### What the task requires:
Carry on the colord crash thread shown below, picking up right after its last line.

### Source extract:
Forgot to say: so please try with colord (>= 0.1.21-3) and see if that fixes it.
Comment 18 Paul Menzel 2012-10-02 21:01:04 UTC
(In reply to comment #17)
> (In reply to comment #16)
> > Recent colord uploads to Debian:
> > 
> > http://packages.qa.debian.org/c/colord.html
> > 
> > suggest that this might have been a colord bug all along
> 
> Forgot to say: so please try with colord (>= 0.1.21-3) and see if that fixes
> it.

I forgot to say, that I had these updated packages already installed. The result is that the segmentation fault (as pasted above) now happens during shutdown and not during the start.
Comment 19 Simon McVittie 2012-10-03 07:13:42 UTC
For best results, have debugging symbols for at least libdbus and colord (install dbus-1-dbg, and rebuild colord with debug symbols as per <http://wiki.debian.org/HowToGetABacktrace> since it doesn't seem to have a corresponding -dbg package).

(In reply to comment #9)
> Alright. Next thing I try and I hope will hopefully get a backtrace is
> changing in
> 
>     /usr/share/dbus-1/system-services/org.freedesktop.colord-sane.service
> 
> the `Exec` call to the following.
> 
>     Exec=ulimit -c unlimited && /usr/lib/i386-linux-gnu/colord/colord-sane

I think D-Bus requires the Exec in the .service file to be a (full path to a) command + arguments, so you could use:

    Exec=/bin/sh -c "ulimit -c unlimited && /usr/lib/i386-linux-gnu/colord/colord-sane"

### Lines of data:
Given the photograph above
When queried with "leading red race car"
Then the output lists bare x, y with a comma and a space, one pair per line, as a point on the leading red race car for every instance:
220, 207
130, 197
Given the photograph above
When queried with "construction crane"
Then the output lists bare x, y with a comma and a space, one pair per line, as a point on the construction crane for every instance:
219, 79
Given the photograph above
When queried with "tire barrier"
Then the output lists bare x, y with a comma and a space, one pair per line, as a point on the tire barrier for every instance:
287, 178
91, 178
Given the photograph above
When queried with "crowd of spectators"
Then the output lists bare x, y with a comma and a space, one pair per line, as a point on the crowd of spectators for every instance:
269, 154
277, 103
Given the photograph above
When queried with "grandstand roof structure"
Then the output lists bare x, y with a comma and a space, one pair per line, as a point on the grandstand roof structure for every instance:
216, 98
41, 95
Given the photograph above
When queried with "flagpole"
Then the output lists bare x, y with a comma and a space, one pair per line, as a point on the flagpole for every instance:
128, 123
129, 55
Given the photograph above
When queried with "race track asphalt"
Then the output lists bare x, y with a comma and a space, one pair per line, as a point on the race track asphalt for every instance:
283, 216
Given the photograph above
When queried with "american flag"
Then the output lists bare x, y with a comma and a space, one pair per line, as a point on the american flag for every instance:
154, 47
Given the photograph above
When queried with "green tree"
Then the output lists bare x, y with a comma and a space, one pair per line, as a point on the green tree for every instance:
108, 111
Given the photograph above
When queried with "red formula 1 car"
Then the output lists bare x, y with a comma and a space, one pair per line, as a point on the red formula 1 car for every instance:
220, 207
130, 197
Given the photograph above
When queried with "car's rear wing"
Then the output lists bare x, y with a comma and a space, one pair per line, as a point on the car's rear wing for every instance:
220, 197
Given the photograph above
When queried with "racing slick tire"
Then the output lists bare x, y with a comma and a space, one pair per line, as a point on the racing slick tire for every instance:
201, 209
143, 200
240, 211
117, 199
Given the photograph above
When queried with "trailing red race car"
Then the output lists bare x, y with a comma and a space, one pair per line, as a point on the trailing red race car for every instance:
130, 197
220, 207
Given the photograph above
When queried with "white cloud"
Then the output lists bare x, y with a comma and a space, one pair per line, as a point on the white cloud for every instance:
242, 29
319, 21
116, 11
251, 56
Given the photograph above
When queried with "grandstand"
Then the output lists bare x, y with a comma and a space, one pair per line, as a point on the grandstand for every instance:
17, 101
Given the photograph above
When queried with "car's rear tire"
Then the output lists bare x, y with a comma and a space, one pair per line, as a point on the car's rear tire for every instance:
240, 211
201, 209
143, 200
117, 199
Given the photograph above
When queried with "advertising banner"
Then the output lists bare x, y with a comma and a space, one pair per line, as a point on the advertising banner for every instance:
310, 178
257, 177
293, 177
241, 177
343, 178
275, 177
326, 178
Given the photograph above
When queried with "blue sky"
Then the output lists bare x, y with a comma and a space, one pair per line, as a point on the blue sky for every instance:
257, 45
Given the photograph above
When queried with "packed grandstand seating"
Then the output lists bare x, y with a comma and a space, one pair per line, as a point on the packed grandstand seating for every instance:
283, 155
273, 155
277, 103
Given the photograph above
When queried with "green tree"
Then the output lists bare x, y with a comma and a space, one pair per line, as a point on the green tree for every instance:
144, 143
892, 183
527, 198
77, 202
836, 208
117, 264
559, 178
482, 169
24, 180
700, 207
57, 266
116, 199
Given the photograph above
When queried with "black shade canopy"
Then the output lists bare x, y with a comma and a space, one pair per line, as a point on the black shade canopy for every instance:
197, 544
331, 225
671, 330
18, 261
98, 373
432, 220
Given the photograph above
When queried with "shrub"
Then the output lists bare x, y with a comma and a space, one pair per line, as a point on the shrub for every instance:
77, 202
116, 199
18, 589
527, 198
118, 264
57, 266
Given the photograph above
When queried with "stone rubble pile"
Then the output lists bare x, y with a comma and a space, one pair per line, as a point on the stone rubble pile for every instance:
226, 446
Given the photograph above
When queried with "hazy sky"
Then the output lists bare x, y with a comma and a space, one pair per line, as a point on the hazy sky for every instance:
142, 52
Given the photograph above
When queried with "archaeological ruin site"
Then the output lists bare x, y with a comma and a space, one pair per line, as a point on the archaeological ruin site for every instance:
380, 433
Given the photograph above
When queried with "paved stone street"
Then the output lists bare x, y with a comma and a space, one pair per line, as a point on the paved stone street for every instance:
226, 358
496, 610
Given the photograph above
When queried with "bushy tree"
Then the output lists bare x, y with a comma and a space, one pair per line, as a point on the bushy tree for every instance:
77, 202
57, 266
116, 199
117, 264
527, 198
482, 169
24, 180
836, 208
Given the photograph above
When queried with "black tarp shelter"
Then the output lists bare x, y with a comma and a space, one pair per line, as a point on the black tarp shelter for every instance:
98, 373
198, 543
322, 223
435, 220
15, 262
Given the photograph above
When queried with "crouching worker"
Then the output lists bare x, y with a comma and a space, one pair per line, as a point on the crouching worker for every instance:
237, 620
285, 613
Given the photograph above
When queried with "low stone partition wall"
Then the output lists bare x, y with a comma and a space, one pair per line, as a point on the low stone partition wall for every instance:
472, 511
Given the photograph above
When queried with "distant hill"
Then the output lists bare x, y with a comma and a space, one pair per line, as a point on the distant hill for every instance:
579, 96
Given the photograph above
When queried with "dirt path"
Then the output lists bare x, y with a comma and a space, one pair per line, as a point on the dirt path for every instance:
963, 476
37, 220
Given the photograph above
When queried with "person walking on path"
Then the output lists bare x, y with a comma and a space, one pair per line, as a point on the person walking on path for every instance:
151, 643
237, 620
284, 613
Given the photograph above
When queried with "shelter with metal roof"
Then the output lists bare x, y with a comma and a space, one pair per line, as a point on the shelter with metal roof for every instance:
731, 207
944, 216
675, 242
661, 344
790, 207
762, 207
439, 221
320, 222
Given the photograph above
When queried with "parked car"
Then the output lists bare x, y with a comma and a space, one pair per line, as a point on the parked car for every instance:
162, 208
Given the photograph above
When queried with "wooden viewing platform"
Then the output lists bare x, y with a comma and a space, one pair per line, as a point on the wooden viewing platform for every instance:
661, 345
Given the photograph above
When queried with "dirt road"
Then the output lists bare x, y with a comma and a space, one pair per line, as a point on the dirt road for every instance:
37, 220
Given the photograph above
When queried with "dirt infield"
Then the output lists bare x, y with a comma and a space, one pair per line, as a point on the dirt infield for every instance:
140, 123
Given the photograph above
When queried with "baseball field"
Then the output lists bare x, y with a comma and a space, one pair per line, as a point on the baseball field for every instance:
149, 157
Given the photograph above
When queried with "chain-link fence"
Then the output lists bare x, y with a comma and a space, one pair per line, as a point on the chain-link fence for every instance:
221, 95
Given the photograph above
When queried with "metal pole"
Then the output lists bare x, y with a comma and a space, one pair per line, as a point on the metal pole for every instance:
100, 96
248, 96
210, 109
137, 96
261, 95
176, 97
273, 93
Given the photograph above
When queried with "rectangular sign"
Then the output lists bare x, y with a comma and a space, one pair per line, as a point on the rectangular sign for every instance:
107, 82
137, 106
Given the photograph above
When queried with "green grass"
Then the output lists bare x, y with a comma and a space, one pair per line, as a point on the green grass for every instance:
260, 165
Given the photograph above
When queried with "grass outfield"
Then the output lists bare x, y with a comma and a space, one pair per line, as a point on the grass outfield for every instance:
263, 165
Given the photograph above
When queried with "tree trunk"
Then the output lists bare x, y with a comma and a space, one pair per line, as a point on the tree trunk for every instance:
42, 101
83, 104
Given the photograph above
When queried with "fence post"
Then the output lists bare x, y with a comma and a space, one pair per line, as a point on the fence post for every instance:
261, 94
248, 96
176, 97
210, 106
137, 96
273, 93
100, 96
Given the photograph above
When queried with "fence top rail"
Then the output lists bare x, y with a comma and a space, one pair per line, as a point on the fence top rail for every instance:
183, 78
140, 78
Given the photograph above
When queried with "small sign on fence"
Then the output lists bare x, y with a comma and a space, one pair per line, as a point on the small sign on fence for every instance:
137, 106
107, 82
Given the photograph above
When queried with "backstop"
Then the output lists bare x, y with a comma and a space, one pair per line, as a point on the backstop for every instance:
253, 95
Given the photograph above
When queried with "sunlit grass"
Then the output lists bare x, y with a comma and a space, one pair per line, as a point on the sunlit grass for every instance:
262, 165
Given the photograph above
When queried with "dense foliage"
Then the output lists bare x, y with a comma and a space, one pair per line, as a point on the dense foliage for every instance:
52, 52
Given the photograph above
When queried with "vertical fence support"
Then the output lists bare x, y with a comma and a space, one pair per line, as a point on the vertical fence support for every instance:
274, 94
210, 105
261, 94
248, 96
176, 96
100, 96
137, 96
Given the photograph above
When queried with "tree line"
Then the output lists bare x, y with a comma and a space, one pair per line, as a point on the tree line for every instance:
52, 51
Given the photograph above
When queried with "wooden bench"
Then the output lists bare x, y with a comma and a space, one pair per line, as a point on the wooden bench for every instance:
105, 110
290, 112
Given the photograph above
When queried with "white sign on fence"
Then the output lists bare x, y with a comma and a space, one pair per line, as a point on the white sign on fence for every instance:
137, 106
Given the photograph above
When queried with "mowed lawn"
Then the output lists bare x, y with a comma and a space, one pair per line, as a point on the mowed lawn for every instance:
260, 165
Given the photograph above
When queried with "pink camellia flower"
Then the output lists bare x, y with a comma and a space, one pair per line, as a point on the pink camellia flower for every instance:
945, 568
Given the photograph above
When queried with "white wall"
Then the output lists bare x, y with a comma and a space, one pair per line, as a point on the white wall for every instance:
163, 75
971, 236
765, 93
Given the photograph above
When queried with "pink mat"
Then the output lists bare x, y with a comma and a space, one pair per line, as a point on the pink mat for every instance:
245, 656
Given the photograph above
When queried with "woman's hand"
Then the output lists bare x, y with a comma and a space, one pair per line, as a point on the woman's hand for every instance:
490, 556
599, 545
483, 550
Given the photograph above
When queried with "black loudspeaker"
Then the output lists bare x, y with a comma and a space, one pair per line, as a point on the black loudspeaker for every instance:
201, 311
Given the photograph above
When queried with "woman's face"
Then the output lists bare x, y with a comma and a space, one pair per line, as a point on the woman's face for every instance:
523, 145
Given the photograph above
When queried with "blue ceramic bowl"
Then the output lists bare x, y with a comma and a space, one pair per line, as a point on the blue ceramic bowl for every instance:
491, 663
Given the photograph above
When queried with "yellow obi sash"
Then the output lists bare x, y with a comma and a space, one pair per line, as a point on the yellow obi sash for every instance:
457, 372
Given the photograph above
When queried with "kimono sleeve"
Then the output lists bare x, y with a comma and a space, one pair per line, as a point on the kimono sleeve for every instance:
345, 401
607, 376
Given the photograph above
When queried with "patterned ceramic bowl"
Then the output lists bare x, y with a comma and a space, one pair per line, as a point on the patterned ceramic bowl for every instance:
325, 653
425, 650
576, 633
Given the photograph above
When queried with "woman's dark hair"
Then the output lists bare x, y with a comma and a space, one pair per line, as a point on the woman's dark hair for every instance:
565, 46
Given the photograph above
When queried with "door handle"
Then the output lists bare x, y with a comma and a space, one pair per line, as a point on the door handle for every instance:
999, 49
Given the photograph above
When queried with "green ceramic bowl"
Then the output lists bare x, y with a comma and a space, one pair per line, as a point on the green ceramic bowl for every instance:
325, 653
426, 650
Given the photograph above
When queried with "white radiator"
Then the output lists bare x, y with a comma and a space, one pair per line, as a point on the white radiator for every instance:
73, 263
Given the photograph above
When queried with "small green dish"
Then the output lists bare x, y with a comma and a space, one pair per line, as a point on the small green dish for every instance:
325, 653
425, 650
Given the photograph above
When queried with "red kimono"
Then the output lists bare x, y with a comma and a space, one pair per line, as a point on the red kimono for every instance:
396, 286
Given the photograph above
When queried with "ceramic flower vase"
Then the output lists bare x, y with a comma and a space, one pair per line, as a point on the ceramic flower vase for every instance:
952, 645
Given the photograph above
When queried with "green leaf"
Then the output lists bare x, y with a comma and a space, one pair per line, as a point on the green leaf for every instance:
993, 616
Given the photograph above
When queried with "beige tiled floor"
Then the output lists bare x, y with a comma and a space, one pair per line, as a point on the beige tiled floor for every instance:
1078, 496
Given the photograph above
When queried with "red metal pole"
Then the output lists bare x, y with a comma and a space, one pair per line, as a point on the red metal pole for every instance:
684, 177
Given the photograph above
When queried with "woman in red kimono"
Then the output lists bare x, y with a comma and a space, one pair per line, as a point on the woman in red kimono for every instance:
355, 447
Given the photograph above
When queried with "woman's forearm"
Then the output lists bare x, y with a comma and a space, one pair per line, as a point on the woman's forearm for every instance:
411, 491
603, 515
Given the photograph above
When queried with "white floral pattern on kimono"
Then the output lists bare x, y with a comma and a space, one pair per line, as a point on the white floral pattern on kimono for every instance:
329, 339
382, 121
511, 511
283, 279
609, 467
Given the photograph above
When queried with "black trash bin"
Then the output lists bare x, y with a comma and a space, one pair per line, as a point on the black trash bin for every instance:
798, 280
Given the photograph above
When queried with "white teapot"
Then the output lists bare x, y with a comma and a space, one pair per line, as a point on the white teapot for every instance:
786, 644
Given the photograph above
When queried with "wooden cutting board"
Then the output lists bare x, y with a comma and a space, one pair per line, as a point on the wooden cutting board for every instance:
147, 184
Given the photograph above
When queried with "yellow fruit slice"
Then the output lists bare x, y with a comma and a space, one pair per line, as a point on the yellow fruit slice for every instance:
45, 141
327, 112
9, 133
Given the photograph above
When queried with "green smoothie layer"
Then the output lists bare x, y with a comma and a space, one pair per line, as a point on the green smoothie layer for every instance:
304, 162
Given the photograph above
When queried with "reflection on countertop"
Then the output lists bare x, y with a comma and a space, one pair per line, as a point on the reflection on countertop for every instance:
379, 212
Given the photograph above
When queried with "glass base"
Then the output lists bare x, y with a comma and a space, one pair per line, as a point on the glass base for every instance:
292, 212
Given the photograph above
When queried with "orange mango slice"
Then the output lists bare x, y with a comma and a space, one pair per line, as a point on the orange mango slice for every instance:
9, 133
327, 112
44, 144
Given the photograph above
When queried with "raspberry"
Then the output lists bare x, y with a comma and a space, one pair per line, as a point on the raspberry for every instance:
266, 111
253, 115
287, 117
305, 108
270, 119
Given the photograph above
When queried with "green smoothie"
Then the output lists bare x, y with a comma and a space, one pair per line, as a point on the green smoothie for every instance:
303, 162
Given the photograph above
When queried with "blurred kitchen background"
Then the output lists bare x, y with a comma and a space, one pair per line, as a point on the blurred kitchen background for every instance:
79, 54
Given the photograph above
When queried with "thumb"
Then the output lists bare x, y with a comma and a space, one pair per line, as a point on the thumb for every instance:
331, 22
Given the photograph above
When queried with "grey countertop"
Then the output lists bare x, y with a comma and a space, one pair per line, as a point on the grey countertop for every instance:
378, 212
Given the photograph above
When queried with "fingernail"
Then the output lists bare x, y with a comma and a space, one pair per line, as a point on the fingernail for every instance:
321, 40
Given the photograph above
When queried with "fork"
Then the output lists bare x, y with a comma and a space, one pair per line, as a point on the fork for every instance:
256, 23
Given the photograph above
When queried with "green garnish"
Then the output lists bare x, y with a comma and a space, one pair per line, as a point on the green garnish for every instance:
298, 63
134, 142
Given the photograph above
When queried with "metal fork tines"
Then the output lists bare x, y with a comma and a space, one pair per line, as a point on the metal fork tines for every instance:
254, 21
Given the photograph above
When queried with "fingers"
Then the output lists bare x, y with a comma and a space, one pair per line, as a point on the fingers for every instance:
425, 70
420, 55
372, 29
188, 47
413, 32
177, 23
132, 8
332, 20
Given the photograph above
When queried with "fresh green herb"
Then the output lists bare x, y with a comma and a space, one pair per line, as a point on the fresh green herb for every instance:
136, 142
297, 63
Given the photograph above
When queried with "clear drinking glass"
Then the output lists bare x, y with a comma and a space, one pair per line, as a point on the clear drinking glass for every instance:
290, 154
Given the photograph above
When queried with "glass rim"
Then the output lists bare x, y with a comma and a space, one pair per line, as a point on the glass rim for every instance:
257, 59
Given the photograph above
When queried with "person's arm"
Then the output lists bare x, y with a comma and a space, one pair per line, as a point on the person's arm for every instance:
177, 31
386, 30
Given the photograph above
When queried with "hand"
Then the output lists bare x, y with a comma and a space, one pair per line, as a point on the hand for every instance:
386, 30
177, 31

### Reply to the task:
Having obtained a core, you can turn that into a backtrace with:

    gdb /usr/lib/*/colord/colord-sane core
    (at the gdb prompt) thread apply all bt full

(In reply to comment #14)
> libdbus-1.so.3.7.0 (i386 userspace with amd64 Linux kernel)
> 00000000f571d482-f56f2000 2B482

I'm afraid this is meaningless to us; even if we knew which function this was in (which in principle we could work out with objdump or something), we also need to know which function it was called from, which function called *that*, and so on. That's the information a full backtrace would give us.
Comment 20 Paul Menzel 2012-10-03 14:54:34 UTC
(In reply to comment #19)
> For best results, have debugging symbols for at least libdbus and colord
> (install dbus-1-dbg, and rebuild colord with debug symbols as per
> <http://wiki.debian.org/HowToGetABacktrace> since it doesn't seem to have a
> corresponding -dbg package).

Sure.

> (In reply to comment #9)
> > Alright. Next thing I try and I hope will hopefully get a backtrace is
> > changing in
> > 
> >     /usr/share/dbus-1/system-services/org.freedesktop.colord-sane.service
> > 
> > the `Exec` call to the following.
> > 
> >     Exec=ulimit -c unlimited && /usr/lib/i386-linux-gnu/colord/colord-sane
> 
> I think D-Bus requires the Exec in the .service file to be a (full path to
> a) command + arguments, so you could use:
> 
>     Exec=/bin/sh -c "ulimit -c unlimited &&
> /usr/lib/i386-linux-gnu/colord/colord-sane"

Thank you very much. On one system this seems to work. On a different one I got the following.

dbus[1980]: [system] Activating service name='org.freedesktop.ColorManager' (using servicehelper)
dbus[1980]: [system] Successfully activated service 'org.freedesktop.ColorManager'
dbus[1980]: [system] Activating service name='org.freedesktop.colord-sane' (using servicehelper)
dbus[1980]: [system] Activated service 'org.freedesktop.colord-sane' failed: Launch helper exited with unknown return code 127

This is on a SSD system. I probably need to pass some debug options to get more information.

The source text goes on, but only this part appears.